* SUPPLIED ENTRIES
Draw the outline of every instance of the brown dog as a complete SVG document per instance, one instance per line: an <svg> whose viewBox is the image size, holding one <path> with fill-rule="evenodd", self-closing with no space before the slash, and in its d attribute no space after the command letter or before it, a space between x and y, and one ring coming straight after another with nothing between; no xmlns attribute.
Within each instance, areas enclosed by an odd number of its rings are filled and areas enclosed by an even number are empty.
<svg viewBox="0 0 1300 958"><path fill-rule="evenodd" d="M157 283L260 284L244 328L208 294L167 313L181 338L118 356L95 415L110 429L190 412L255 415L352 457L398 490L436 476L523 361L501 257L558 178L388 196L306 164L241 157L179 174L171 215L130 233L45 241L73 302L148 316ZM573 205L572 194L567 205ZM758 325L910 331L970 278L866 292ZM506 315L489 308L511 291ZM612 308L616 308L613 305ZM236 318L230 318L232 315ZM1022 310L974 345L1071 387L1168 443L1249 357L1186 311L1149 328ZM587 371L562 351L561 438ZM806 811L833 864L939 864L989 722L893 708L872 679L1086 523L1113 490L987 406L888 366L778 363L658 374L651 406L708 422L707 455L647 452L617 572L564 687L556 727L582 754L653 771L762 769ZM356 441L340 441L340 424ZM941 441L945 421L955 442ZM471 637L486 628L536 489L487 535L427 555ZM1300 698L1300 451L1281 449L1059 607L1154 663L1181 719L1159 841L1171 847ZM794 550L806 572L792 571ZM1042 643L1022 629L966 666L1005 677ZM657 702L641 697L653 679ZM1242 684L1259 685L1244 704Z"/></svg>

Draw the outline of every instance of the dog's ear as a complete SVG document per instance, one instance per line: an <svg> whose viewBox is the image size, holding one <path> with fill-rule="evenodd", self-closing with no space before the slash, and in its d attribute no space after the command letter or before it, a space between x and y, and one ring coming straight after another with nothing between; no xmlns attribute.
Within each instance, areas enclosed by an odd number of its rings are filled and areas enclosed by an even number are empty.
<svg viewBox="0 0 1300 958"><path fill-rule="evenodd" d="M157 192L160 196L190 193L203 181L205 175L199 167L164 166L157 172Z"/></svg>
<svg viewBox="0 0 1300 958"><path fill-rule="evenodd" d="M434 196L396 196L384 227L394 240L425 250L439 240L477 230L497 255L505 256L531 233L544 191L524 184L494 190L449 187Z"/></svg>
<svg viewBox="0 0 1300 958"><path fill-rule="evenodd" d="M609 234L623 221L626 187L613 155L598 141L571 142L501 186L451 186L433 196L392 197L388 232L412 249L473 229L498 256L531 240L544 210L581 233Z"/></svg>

* ACTIVITY
Only the lines from the one containing "Draw the outline of every instance of the dog's" through the final line of the records above should be printed, exactly as they stand.

* SOLUTION TO THIS TASK
Draw the outline of every instance of the dog's ear as a complete SVG document per instance, one instance per line: an <svg> whose viewBox is the image size, holding one <path> with fill-rule="evenodd", self-closing with no space before the slash, and in its d attribute no space after the command letter or before it, a space between x and y, and one ring coming straight after another with nothing between; no xmlns attribute.
Within each instance, areas enclosed by an odd number of its rings are filled and areas enclosed by an even number are empty.
<svg viewBox="0 0 1300 958"><path fill-rule="evenodd" d="M157 192L160 196L190 193L203 181L205 175L199 167L164 166L157 172Z"/></svg>
<svg viewBox="0 0 1300 958"><path fill-rule="evenodd" d="M434 196L396 196L384 227L394 240L425 250L439 240L477 230L497 255L505 256L531 233L544 191L524 184L494 190L449 187Z"/></svg>
<svg viewBox="0 0 1300 958"><path fill-rule="evenodd" d="M609 234L623 221L626 187L613 155L598 141L571 142L501 186L451 186L433 196L392 197L388 232L412 249L473 229L498 256L531 240L544 210L581 233Z"/></svg>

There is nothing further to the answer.